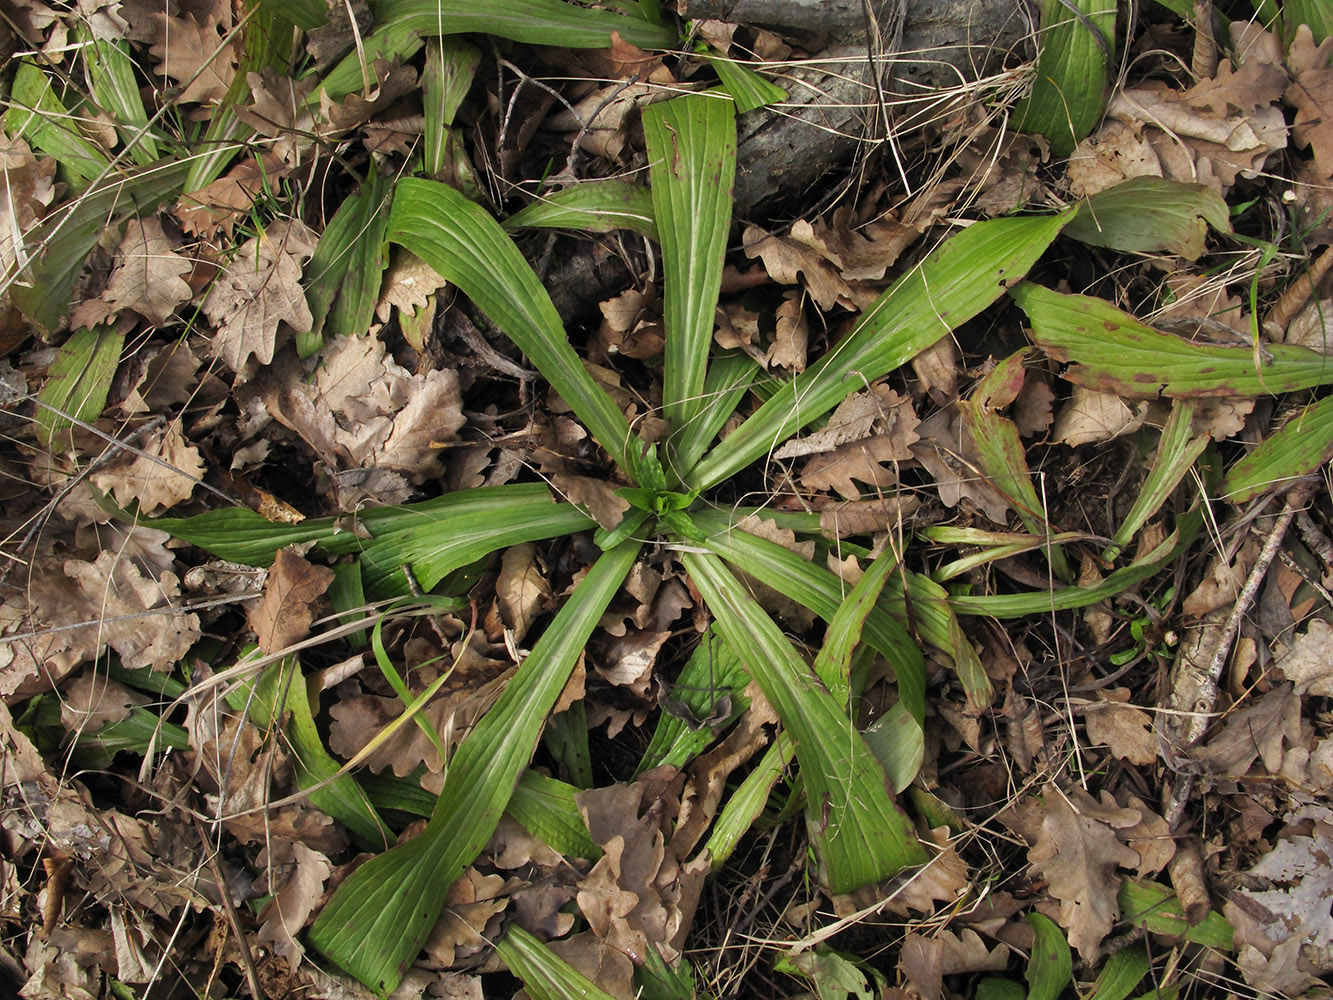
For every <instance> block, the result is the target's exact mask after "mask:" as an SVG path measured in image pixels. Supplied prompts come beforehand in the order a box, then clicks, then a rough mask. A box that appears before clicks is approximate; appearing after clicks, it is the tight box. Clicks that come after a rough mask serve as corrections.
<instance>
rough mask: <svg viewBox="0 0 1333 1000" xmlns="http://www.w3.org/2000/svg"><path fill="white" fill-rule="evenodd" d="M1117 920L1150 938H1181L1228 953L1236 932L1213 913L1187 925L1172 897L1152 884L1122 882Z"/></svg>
mask: <svg viewBox="0 0 1333 1000" xmlns="http://www.w3.org/2000/svg"><path fill="white" fill-rule="evenodd" d="M1116 903H1117V905H1118V907H1120V919H1121V920H1122V921H1124V923H1126V924H1129V925H1130V927H1142V928H1144V929H1146V931H1149V932H1150V933H1154V935H1166V936H1168V937H1181V936H1182V937H1184V939H1185V940H1186V941H1192V943H1193V944H1201V945H1204V947H1205V948H1216V949H1218V951H1224V952H1229V951H1232V949H1233V948H1234V947H1236V940H1234V937H1236V932H1234V931H1233V929H1232V925H1230V924H1229V923H1226V919H1225V917H1222V915H1221V913H1218V912H1217V911H1210V912H1209V915H1208V916H1206V917H1204V919H1202V920H1201V921H1200V923H1198V924H1194V925H1190V923H1189V921H1188V920H1186V919H1185V911H1184V908H1181V905H1180V900H1178V899H1176V893H1174V892H1172V891H1170V889H1168V888H1166V887H1165V885H1160V884H1158V883H1154V881H1130V880H1129V879H1126V880H1125V881H1124V884H1122V885H1121V887H1120V893H1118V895H1117V897H1116Z"/></svg>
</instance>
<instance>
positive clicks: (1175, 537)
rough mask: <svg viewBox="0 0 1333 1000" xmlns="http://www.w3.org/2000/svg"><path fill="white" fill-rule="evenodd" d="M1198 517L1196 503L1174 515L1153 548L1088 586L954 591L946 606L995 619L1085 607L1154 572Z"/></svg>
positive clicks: (1037, 613) (1177, 555)
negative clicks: (1163, 537) (973, 595)
mask: <svg viewBox="0 0 1333 1000" xmlns="http://www.w3.org/2000/svg"><path fill="white" fill-rule="evenodd" d="M1202 521H1204V516H1202V511H1201V509H1200V508H1198V507H1196V508H1194V509H1192V511H1188V512H1185V513H1182V515H1178V516H1177V519H1176V531H1173V532H1172V533H1170V535H1168V536H1166V539H1165V540H1164V541H1162V543H1161V544H1160V545H1157V548H1154V549H1153V551H1152V552H1149V553H1146V555H1144V556H1142V557H1140V559H1138V560H1137V561H1134V563H1132V564H1130V565H1126V567H1124V568H1122V569H1117V571H1116V572H1113V573H1109V575H1108V576H1106V577H1105V579H1102V580H1101V581H1100V583H1096V584H1092V585H1088V587H1060V588H1057V589H1054V591H1040V592H1032V593H994V595H978V596H968V595H954V596H950V597H949V599H948V600H949V607H950V608H953V609H954V611H956V612H957V613H958V615H989V616H990V617H997V619H1013V617H1022V616H1024V615H1042V613H1050V612H1052V611H1069V609H1070V608H1086V607H1088V605H1089V604H1096V603H1097V601H1104V600H1108V599H1110V597H1114V596H1116V595H1117V593H1124V592H1125V591H1128V589H1129V588H1130V587H1133V585H1134V584H1136V583H1138V581H1140V580H1146V579H1148V577H1149V576H1153V575H1154V573H1157V572H1158V571H1160V569H1161V568H1162V565H1165V564H1166V563H1168V561H1170V560H1172V559H1176V557H1177V556H1180V555H1181V553H1184V552H1185V549H1188V548H1189V545H1190V543H1192V541H1193V540H1194V536H1197V535H1198V529H1200V527H1202Z"/></svg>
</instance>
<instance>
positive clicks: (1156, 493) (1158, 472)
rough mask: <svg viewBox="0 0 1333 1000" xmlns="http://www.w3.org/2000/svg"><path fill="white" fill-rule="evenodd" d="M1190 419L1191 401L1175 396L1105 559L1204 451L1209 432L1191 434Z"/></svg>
mask: <svg viewBox="0 0 1333 1000" xmlns="http://www.w3.org/2000/svg"><path fill="white" fill-rule="evenodd" d="M1193 420H1194V401H1193V400H1176V403H1174V404H1173V405H1172V411H1170V416H1169V417H1166V424H1165V425H1164V427H1162V436H1161V440H1160V441H1158V444H1157V455H1156V456H1154V457H1153V464H1152V467H1150V468H1149V469H1148V479H1145V480H1144V485H1142V487H1141V488H1140V489H1138V496H1137V497H1134V505H1133V507H1132V508H1129V513H1126V515H1125V520H1124V521H1121V524H1120V527H1118V528H1117V529H1116V535H1114V536H1113V537H1112V544H1110V545H1109V547H1108V548H1106V551H1105V552H1102V553H1101V557H1102V559H1104V560H1105V561H1108V563H1112V561H1114V560H1116V557H1117V556H1118V555H1120V552H1121V551H1122V549H1124V548H1125V547H1126V545H1128V544H1129V543H1130V541H1132V540H1133V537H1134V535H1137V533H1138V529H1140V528H1142V527H1144V524H1145V523H1146V521H1148V519H1149V517H1152V516H1153V515H1154V513H1157V511H1160V509H1161V505H1162V504H1165V503H1166V499H1168V497H1169V496H1170V495H1172V492H1173V491H1174V489H1176V487H1178V485H1180V483H1181V480H1184V479H1185V476H1186V475H1189V471H1190V469H1192V468H1194V463H1196V461H1197V460H1198V456H1200V455H1202V453H1204V448H1206V447H1208V441H1209V436H1208V433H1206V432H1205V433H1201V435H1197V436H1194V435H1193Z"/></svg>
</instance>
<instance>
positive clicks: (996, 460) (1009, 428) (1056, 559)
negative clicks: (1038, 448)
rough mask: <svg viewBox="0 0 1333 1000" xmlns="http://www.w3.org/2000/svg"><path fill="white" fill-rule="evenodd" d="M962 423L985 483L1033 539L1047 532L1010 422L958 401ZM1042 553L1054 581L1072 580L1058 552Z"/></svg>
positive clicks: (1063, 553)
mask: <svg viewBox="0 0 1333 1000" xmlns="http://www.w3.org/2000/svg"><path fill="white" fill-rule="evenodd" d="M958 413H960V415H961V416H962V424H964V427H966V428H968V431H969V432H970V433H972V440H973V441H974V443H976V447H977V461H978V464H980V465H981V471H982V472H984V473H985V476H986V479H988V480H989V483H990V484H992V485H993V487H994V488H996V489H998V491H1000V492H1001V493H1002V495H1004V497H1005V500H1008V501H1009V507H1010V509H1012V511H1013V512H1014V513H1017V515H1018V520H1021V521H1022V524H1024V527H1025V528H1026V529H1028V531H1029V532H1032V533H1033V535H1036V536H1046V535H1049V533H1050V523H1049V521H1048V520H1046V512H1045V507H1044V504H1042V503H1041V497H1038V496H1037V488H1036V487H1034V485H1033V484H1032V472H1030V471H1029V469H1028V460H1026V457H1025V455H1024V447H1022V441H1021V440H1020V439H1018V428H1017V427H1016V425H1014V423H1013V421H1012V420H1010V419H1009V417H1005V416H1001V415H1000V413H996V412H994V411H993V409H990V408H989V407H986V405H984V404H982V403H981V401H978V400H958ZM1044 552H1045V555H1046V560H1048V561H1049V563H1050V569H1052V572H1053V573H1054V575H1056V577H1057V579H1060V580H1064V581H1065V583H1068V581H1069V580H1072V579H1073V573H1070V572H1069V563H1068V560H1065V553H1064V551H1062V549H1058V548H1056V547H1054V545H1045V547H1044Z"/></svg>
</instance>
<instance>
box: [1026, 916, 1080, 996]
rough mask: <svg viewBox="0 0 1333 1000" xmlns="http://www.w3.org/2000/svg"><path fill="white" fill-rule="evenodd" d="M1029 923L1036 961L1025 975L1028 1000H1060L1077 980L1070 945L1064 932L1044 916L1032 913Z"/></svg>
mask: <svg viewBox="0 0 1333 1000" xmlns="http://www.w3.org/2000/svg"><path fill="white" fill-rule="evenodd" d="M1028 923H1029V924H1032V957H1030V959H1029V960H1028V969H1026V972H1025V973H1024V975H1025V976H1026V979H1028V1000H1058V997H1060V995H1061V993H1062V992H1065V987H1068V985H1069V980H1070V979H1073V971H1074V963H1073V955H1070V952H1069V943H1068V941H1066V940H1065V935H1064V933H1062V932H1061V929H1060V928H1058V927H1056V924H1054V923H1052V921H1050V920H1048V919H1046V917H1044V916H1041V913H1029V915H1028Z"/></svg>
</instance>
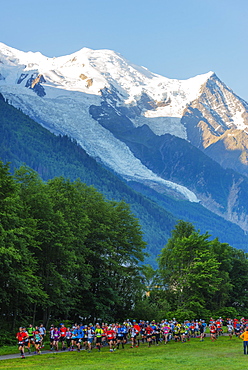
+++++
Work task: Copy every line of the records that contains the string "rough".

Finished exercise:
For every <instance> block, the result is the target's exact mask after "mask:" as an SVG path measured in image pixels. Supplied prompts come beforehand in the order a box, then clicks, then a rough mask. A box that appears before clicks is approximate; appearing after clicks, it is the tight box. Clicks that come after a rough mask serve as corrections.
rough mask: <svg viewBox="0 0 1333 1000" xmlns="http://www.w3.org/2000/svg"><path fill="white" fill-rule="evenodd" d="M1117 920L1150 938H1181L1228 953L1236 932L1213 913L1187 925L1172 897L1152 884L1122 882Z"/></svg>
rough mask: <svg viewBox="0 0 1333 1000" xmlns="http://www.w3.org/2000/svg"><path fill="white" fill-rule="evenodd" d="M1198 517L1196 503L1174 515L1153 548L1088 586L954 591L946 606L995 619L1085 607L1154 572Z"/></svg>
rough mask: <svg viewBox="0 0 1333 1000" xmlns="http://www.w3.org/2000/svg"><path fill="white" fill-rule="evenodd" d="M1190 419L1191 401L1175 396L1105 559L1204 451L1209 432L1191 434Z"/></svg>
rough mask: <svg viewBox="0 0 1333 1000" xmlns="http://www.w3.org/2000/svg"><path fill="white" fill-rule="evenodd" d="M962 423L985 483L1033 539L1047 532L1010 422L958 401ZM1042 553L1054 581L1072 580L1058 552Z"/></svg>
rough mask: <svg viewBox="0 0 1333 1000" xmlns="http://www.w3.org/2000/svg"><path fill="white" fill-rule="evenodd" d="M1029 923L1036 961L1025 975L1028 1000H1060L1077 980L1070 945L1064 932L1044 916L1032 913Z"/></svg>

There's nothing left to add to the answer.